═════ Data extract
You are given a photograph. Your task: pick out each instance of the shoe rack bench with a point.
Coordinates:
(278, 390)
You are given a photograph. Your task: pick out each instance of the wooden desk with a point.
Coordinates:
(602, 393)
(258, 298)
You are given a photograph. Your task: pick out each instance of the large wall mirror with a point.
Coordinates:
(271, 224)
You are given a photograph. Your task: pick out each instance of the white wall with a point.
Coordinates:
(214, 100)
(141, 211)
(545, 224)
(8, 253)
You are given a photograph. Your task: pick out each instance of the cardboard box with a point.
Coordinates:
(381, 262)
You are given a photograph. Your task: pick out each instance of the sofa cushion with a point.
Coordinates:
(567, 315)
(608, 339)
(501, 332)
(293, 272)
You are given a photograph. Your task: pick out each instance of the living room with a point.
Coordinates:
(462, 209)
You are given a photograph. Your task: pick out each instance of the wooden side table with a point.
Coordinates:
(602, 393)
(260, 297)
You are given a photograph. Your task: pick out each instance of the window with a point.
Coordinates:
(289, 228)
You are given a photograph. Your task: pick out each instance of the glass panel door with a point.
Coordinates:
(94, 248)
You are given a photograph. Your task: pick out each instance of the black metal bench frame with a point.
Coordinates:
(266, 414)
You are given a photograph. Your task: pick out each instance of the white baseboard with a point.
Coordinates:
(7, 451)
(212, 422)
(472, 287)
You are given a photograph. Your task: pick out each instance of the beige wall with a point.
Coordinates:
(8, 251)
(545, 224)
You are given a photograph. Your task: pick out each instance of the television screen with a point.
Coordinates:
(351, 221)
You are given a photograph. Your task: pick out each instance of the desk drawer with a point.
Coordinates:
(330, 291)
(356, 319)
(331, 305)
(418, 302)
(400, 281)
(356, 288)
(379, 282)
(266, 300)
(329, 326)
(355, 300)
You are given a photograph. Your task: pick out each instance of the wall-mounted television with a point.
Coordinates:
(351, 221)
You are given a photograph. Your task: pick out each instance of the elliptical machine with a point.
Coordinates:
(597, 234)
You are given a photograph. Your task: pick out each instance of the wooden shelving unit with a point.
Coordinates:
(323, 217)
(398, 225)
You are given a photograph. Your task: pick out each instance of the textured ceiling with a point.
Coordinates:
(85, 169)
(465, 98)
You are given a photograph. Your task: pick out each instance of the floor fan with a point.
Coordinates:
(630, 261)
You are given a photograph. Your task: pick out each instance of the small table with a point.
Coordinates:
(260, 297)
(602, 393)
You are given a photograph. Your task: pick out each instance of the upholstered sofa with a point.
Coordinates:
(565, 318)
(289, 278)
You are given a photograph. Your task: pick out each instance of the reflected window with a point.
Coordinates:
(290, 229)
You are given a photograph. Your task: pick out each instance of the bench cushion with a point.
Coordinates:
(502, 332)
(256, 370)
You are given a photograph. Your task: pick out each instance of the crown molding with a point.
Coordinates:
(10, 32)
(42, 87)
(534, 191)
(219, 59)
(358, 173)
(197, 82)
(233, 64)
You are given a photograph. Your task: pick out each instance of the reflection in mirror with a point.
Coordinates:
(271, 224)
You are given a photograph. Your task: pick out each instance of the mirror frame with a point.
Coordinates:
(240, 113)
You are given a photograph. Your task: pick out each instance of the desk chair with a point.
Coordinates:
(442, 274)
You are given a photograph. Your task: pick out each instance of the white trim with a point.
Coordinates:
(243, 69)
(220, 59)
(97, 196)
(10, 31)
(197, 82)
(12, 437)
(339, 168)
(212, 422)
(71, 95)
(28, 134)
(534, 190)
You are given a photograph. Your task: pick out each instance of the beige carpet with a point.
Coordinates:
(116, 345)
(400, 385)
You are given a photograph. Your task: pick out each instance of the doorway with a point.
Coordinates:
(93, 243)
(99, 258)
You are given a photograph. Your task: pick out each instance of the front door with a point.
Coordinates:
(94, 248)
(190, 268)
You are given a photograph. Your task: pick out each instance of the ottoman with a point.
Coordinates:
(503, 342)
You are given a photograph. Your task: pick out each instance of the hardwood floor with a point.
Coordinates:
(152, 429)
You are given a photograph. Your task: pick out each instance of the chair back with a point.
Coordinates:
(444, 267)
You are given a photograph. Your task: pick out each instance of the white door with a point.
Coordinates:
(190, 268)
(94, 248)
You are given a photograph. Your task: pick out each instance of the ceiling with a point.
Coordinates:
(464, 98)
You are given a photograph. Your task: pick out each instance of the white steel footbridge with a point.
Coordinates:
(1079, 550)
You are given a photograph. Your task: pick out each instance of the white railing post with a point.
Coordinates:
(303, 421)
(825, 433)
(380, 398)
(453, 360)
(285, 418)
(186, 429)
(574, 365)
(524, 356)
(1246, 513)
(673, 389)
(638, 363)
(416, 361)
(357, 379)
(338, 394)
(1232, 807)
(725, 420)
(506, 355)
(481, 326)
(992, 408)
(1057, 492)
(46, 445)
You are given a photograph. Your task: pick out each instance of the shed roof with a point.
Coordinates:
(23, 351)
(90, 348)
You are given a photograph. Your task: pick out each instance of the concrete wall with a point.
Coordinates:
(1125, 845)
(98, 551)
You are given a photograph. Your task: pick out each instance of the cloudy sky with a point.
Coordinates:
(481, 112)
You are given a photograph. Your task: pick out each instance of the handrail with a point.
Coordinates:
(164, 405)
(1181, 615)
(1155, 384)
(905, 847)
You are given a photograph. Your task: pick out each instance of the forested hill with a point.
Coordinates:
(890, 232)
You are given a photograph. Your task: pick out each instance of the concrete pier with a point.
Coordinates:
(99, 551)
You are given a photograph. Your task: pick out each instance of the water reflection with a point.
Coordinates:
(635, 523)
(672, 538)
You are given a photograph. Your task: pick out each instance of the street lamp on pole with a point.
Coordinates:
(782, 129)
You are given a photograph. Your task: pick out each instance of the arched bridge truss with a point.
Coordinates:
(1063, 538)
══════════
• **Job**: Reproduce every record above exactly as it appears.

• **Task response**:
You are given a photograph. Your task: pick out each instance of the shoe rack bench with a point.
Coordinates:
(278, 390)
You are given a photograph. Your task: pick out each instance of the wooden desk with a point.
Coordinates:
(602, 393)
(258, 298)
You are given a photograph. Your task: pick out each instance of the large wall mirror with a point.
Coordinates:
(271, 224)
You are given a photograph. Your task: pick out each instance of the white wall with a point.
Coordinates:
(214, 100)
(141, 211)
(545, 224)
(8, 253)
You are given a photograph. Your task: pick out each instance of the cardboard box with a point.
Coordinates:
(381, 262)
You are given a photograph. Your task: pick out each instance of the sofa cushion with a point.
Coordinates:
(567, 315)
(608, 339)
(501, 332)
(293, 272)
You are given a photograph. Your task: pick out each instance of the living room with a point.
Coordinates:
(462, 209)
You are given a photograph. Your task: pick out each instance of the wooden side table with a point.
Coordinates:
(602, 393)
(260, 297)
You are given a photograph. Your task: pick out each instance of the window with a point.
Coordinates:
(289, 228)
You are given a photograph. Your task: pick out each instance of the glass panel door with a point.
Coordinates:
(94, 248)
You are given a photograph. Your task: pick out each instance of the black metal bench frame with a point.
Coordinates:
(266, 414)
You are given a photograph. Your task: pick out each instance of the white baseboard with a point.
Coordinates:
(7, 451)
(212, 422)
(472, 287)
You are given a photograph. Your task: pick out each instance of the beige wall with a point.
Coordinates:
(8, 251)
(545, 224)
You are given a photograph. Your task: pick out each instance of the television screen with a point.
Coordinates:
(351, 221)
You are given a photograph. Your task: pick out each instance of the desk drawer with a point.
Coordinates:
(330, 291)
(356, 319)
(331, 305)
(418, 302)
(400, 281)
(356, 288)
(379, 282)
(266, 300)
(329, 326)
(355, 300)
You are given a photograph. Your task: pick out each instance of the wall-mounted television with a point.
Coordinates:
(351, 221)
You are given a photograph. Your task: pick out each instance of the elliptical machine with a point.
Coordinates:
(597, 234)
You are given a photograph. Your task: pick out each instance of the wooden shelving unit with a point.
Coordinates:
(323, 217)
(398, 225)
You are given a photograph. Your task: pick out each instance of the textured ceiling with a point.
Coordinates:
(85, 169)
(465, 98)
You are given a photograph. Your task: pick out each instance of the floor fan with a point.
Coordinates:
(630, 261)
You are given a photograph. Your task: pick out each instance of the small table with a point.
Coordinates:
(260, 297)
(602, 393)
You are given a photograph. Your task: pick out each instance of the upholstered sofa with a point.
Coordinates:
(565, 318)
(289, 278)
You are given a photograph. Your task: pick out each instance of the reflected window with a point.
Coordinates:
(290, 229)
You are given a photograph. Your task: pick out each instance of the bench cushion with a point.
Coordinates:
(502, 332)
(256, 370)
You are given a photograph. Your task: pick out each instance of the crown molding with a point.
Coordinates:
(10, 32)
(42, 87)
(534, 191)
(219, 59)
(358, 173)
(197, 82)
(233, 64)
You are given a photograph. Your task: pick out each instance of the reflection in mirror with a point.
Coordinates:
(271, 224)
You are given a photograph. Your task: pick out each instance of the mirror frame with a point.
Coordinates:
(240, 113)
You are given a photograph. Your task: pick out each instance of the desk chair with a point.
Coordinates:
(442, 274)
You are given a photograph. Your task: pick out each instance of the white trim with a point.
Coordinates:
(243, 69)
(220, 59)
(97, 196)
(10, 31)
(197, 82)
(12, 437)
(339, 168)
(212, 422)
(71, 95)
(28, 134)
(534, 190)
You are given a photograph. Your task: pick out each instance of the beige carpet with a point.
Coordinates:
(116, 345)
(400, 385)
You are given a photograph. Your task: pick out each instance of the doorway with a point.
Coordinates:
(93, 243)
(99, 258)
You are given a photograph. Your task: pick out each instance of the front door with a point.
Coordinates:
(94, 248)
(190, 268)
You are given a photograph. Your task: pick out each instance of the ottoman with a point.
Coordinates:
(503, 342)
You are given a photograph. Your task: pick out each instance of the hardwood floor with a point.
Coordinates:
(152, 429)
You are given a photograph. Your task: pick out each instance of the chair back with a point.
Coordinates:
(444, 267)
You are given a photograph. Your task: pick out each instance of the white door with a point.
Coordinates:
(190, 268)
(94, 248)
You are given a photograph. Your task: pick out each instance of the ceiling with a point.
Coordinates:
(464, 98)
You are given a photograph. Your task: pick out each instance of the white steel footbridge with a point.
Coordinates:
(1079, 550)
You are given a photograph. Your task: pick out each instance of the white railing post with a point.
Coordinates:
(303, 421)
(825, 433)
(380, 398)
(453, 360)
(285, 418)
(186, 429)
(574, 365)
(524, 356)
(1246, 513)
(673, 389)
(638, 363)
(416, 361)
(357, 379)
(338, 394)
(1232, 807)
(725, 420)
(506, 355)
(481, 326)
(992, 408)
(1057, 492)
(46, 445)
You are given a photograph. Your task: pick out each instance of the shed roof with a point.
Coordinates:
(23, 351)
(90, 348)
You are given a photograph. Your task: pick out each instance of the concrete wall with a point.
Coordinates:
(1125, 845)
(98, 551)
You are given a photograph. Your task: pick out each instance of the cloudy sky with a point.
Coordinates:
(481, 112)
You are given a photograph. Your task: pick out each instance of the handrail with a point.
Coordinates:
(164, 405)
(1181, 615)
(1155, 384)
(905, 847)
You are given a photograph. Your task: pick out each instance of the forested hill with a point.
Coordinates:
(890, 232)
You are given a photograph. Your task: pick out each instance of the concrete pier with a point.
Coordinates:
(99, 551)
You are given a photograph. Your task: pick out each instance of the water reflection with a point.
Coordinates:
(635, 523)
(672, 538)
You are given a photograph. Your task: pick out each instance of the street lamp on pole with a point.
Coordinates:
(782, 129)
You are given a photograph. Your task: pick out each instance of the arched bridge truss with a point.
Coordinates:
(1063, 538)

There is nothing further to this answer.